■ Text passage:
◇ ◇ ◇ ◇

James closes with a section from Beowulf which shows the feast in the great hall at its most cohesive, revealing the discord that the depredations of Grendel had caused in antithesis.
Timocreon, a boxer and butcher, was accused of hall treachery by none other than Simonides! Milo and other Olympic Victors engaged in feasting after the agons they contended in, always as a scared rite, and sometimes as a contest. The agons of Hellas, with the focus on sacrifice and truce, along with the prohibition of weaponry, seem to represent, not in infection of civilized enslavement of the warrior, but a method for scaling up friendly competition among many cities, consisting each of 2 to 12 tribes, by way of truce. It is no accident that the Macedonion hero king, Alexander, who exemplified the war chief like no other, attended the Olympic sanctuary at Elis.
Alexander & Attila
While Alexander attempted to expand the feast, gifting away everything and refusing to entertain betrayal at feast to the point of falling victim to poison, Attila simply scaled up the hierarchy and multiplied the frequency of feasting to the point where that indulgence seems to have killed him. This would be the fate of many Mongol kings. Tamerlane used the feast, without participating, as a management device, keeping all his plans to himself. In the light of these examples, I suggest the Viking Feast as very conservative, reserved for three seasonal events and for victories, mindful of resource limitations. The acceleration of alliance, acquisition, submission and distribution of power that propelled steppes conquerors seems to have exceeded the feast’s capacity as a social concord event.

◇ ◇ ◇ ◇

■ Data shown:
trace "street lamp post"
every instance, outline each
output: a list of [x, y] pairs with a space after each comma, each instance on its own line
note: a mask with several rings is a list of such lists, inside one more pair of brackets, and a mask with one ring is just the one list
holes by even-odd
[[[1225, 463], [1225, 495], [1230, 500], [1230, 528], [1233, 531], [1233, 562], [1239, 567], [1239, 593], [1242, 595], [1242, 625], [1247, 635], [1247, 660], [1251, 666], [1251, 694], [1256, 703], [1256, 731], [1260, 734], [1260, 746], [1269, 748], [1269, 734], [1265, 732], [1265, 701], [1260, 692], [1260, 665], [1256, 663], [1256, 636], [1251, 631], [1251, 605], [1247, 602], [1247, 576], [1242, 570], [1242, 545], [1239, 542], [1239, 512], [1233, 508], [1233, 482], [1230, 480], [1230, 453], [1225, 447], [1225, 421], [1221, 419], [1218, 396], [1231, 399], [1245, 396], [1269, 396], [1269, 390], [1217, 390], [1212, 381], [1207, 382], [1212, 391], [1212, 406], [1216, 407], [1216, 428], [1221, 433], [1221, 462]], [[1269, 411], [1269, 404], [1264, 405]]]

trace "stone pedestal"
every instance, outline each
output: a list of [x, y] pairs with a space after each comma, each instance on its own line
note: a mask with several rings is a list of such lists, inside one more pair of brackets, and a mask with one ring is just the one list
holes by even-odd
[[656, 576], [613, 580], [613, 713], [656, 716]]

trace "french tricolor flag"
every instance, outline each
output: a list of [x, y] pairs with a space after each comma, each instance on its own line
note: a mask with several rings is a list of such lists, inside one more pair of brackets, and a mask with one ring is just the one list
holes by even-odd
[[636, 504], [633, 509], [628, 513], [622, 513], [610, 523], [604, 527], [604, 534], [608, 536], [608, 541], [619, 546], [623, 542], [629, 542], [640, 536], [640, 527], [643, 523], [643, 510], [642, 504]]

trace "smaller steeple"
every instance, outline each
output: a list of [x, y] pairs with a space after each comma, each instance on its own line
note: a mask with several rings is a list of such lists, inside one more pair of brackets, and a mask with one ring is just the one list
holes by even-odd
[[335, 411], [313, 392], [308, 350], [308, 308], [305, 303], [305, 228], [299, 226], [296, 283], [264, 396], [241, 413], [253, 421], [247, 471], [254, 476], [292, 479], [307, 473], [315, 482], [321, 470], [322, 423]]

◇ ◇ ◇ ◇

■ Required tasks:
A. For each statement below, say whether it agrees with the passage on feasting. Answer yes or no, and quote the exact words of the passage that decide it.
(i) Tamerlane took part in the feasts he used as a management device.
(ii) The author suggests the Viking Feast was reserved for three seasonal events and for victories.
(iii) Timocreon was accused of hall treachery by Simonides.
B. Repeat everything in the passage on feasting from "Timocreon, a boxer" down to "sanctuary at Elis.".

■ Responses by task:
A.
(i) No: "Tamerlane used the feast, without participating, as a management device"
(ii) Yes: "I suggest the Viking Feast as very conservative, reserved for three seasonal events and for victories"
(iii) Yes: "Timocreon, a boxer and butcher, was accused of hall treachery by none other than Simonides!"

B.
Timocreon, a boxer and butcher, was accused of hall treachery by none other than Simonides! Milo and other Olympic Victors engaged in feasting after the agons they contended in, always as a scared rite, and sometimes as a contest. The agons of Hellas, with the focus on sacrifice and truce, along with the prohibition of weaponry, seem to represent, not in infection of civilized enslavement of the warrior, but a method for scaling up friendly competition among many cities, consisting each of 2 to 12 tribes, by way of truce. It is no accident that the Macedonion hero king, Alexander, who exemplified the war chief like no other, attended the Olympic sanctuary at Elis.